§ **WHAT TO PRODUCE**
Render every line of the entries below as a JSON list of strings, one string per line, omitting any blank lines.
** begin EXERCISE INPUT **
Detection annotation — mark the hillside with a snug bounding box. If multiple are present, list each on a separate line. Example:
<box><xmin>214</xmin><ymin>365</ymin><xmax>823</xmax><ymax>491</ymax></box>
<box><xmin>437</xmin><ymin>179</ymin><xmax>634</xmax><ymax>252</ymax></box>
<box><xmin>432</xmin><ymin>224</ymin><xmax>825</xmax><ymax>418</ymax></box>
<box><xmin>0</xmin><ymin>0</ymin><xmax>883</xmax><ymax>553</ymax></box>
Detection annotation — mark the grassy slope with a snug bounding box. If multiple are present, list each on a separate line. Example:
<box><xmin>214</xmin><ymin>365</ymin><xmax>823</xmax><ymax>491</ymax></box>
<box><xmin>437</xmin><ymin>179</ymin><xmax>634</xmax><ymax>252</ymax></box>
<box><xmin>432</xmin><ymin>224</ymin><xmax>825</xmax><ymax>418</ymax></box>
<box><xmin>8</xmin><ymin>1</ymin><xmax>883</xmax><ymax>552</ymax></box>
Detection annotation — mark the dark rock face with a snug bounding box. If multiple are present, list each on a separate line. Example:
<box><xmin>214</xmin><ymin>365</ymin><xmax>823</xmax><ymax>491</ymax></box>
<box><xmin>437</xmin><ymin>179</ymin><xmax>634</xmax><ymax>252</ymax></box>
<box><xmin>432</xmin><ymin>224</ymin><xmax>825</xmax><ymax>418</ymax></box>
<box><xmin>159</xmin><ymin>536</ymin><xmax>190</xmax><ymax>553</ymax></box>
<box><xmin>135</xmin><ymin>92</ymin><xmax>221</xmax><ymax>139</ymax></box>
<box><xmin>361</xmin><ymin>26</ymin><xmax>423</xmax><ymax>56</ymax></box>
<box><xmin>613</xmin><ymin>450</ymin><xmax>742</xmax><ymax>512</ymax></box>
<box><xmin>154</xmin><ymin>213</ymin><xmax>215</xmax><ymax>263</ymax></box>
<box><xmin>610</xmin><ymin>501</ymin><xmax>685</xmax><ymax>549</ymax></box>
** end EXERCISE INPUT **
§ **PROBLEM SOLUTION**
[
  "Detection annotation — mark the hillside with a snug bounding box. If multiple are present, list each on a separate line. Example:",
  "<box><xmin>214</xmin><ymin>365</ymin><xmax>823</xmax><ymax>491</ymax></box>",
  "<box><xmin>437</xmin><ymin>179</ymin><xmax>634</xmax><ymax>252</ymax></box>",
  "<box><xmin>432</xmin><ymin>224</ymin><xmax>825</xmax><ymax>418</ymax></box>",
  "<box><xmin>0</xmin><ymin>0</ymin><xmax>883</xmax><ymax>553</ymax></box>",
  "Detection annotation — mark the grassy slope with a snug bounding box. If multiple are present, list each on a separate line. Example:",
  "<box><xmin>214</xmin><ymin>365</ymin><xmax>823</xmax><ymax>491</ymax></box>",
  "<box><xmin>437</xmin><ymin>179</ymin><xmax>634</xmax><ymax>252</ymax></box>",
  "<box><xmin>432</xmin><ymin>224</ymin><xmax>825</xmax><ymax>418</ymax></box>",
  "<box><xmin>8</xmin><ymin>1</ymin><xmax>883</xmax><ymax>552</ymax></box>",
  "Detection annotation — mark the dark rock face with a snug bounding box. If multiple are present, list each on a separate line. Example:",
  "<box><xmin>214</xmin><ymin>365</ymin><xmax>823</xmax><ymax>491</ymax></box>",
  "<box><xmin>437</xmin><ymin>179</ymin><xmax>634</xmax><ymax>252</ymax></box>",
  "<box><xmin>432</xmin><ymin>224</ymin><xmax>825</xmax><ymax>418</ymax></box>",
  "<box><xmin>159</xmin><ymin>536</ymin><xmax>190</xmax><ymax>553</ymax></box>",
  "<box><xmin>135</xmin><ymin>92</ymin><xmax>221</xmax><ymax>139</ymax></box>",
  "<box><xmin>361</xmin><ymin>26</ymin><xmax>423</xmax><ymax>56</ymax></box>",
  "<box><xmin>613</xmin><ymin>450</ymin><xmax>742</xmax><ymax>512</ymax></box>",
  "<box><xmin>154</xmin><ymin>213</ymin><xmax>215</xmax><ymax>263</ymax></box>",
  "<box><xmin>610</xmin><ymin>501</ymin><xmax>685</xmax><ymax>549</ymax></box>"
]